#### [Exercise aim]
Update the material from the line containing "boy in plaid" through the end, swapping "largest disc" for "biggest circle" and keeping everything else as it is.

START Input material

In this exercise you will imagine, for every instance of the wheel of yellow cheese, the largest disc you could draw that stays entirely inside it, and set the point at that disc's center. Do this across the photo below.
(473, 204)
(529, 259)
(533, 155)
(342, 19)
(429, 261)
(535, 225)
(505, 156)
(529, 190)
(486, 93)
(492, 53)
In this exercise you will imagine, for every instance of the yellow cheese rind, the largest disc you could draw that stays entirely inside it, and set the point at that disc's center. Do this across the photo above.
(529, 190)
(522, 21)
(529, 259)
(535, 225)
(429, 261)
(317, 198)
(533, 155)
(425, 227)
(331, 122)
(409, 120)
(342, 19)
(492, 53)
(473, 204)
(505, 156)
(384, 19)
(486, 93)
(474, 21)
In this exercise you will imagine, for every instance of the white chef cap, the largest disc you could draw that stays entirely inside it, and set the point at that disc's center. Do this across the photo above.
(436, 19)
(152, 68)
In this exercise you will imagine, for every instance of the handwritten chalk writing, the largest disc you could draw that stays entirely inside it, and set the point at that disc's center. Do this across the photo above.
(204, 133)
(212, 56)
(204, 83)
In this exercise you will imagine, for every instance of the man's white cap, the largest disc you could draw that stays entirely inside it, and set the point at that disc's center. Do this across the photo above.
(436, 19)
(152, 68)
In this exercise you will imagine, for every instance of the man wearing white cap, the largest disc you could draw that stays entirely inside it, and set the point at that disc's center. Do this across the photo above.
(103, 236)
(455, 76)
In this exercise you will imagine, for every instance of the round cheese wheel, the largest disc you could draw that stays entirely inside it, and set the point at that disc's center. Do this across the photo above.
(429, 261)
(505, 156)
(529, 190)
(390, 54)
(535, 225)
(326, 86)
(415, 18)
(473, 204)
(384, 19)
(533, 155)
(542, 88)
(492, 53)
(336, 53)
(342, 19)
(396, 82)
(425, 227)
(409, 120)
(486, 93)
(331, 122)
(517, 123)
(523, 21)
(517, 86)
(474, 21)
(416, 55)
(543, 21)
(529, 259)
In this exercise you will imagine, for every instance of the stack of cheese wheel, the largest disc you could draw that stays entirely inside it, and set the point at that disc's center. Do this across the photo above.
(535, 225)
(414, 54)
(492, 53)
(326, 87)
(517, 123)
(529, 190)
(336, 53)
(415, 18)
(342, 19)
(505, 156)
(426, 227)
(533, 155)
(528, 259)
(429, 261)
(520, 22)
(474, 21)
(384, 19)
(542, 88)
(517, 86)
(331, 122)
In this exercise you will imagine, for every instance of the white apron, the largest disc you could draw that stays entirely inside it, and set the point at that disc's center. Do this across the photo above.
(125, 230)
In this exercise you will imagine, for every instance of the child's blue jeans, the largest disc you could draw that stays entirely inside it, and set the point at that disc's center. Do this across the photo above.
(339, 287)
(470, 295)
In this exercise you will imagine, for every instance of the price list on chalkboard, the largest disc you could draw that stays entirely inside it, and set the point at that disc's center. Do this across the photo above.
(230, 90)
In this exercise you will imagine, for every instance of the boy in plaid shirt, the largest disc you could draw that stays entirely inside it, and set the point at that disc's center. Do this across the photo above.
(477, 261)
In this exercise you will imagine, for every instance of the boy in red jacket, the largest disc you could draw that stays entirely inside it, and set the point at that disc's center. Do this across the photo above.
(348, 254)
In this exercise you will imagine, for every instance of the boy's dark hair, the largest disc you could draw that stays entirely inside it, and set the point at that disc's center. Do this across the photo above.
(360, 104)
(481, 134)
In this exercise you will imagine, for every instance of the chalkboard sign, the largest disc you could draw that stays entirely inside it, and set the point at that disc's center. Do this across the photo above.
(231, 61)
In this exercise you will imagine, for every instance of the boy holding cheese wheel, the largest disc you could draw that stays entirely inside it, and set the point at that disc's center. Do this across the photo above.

END Input material

#### [Output for this exercise]
In this exercise you will imagine, for every instance of the boy in plaid shirt, the biggest circle you could draw that stays entirely inside it, and set the point at that disc's center. Do this across the photo above.
(477, 261)
In this exercise you will imagine, for every instance of the boy in red jacket, the biggest circle you could draw that stays entirely inside it, and set the point at that disc's center. Do this across the photo above.
(348, 254)
In this exercise you will imagine, for every instance of the boy's dark hair, the biggest circle you could draw that stays entirely inside it, and set the point at that disc's center. Do this across the photo above.
(360, 104)
(481, 134)
In this exercise you will imagine, for every instance of the chalkboard sign, the biggest circle you could draw that stays entirely inside it, and set the point at that disc's center. Do this across the photo above.
(231, 61)
In this exercise you will imagine, for every instance of the boy holding cheese wheel, the biggest circle you could draw that stays entirely inside it, and set the point at that disc's center. Do this across the photo above.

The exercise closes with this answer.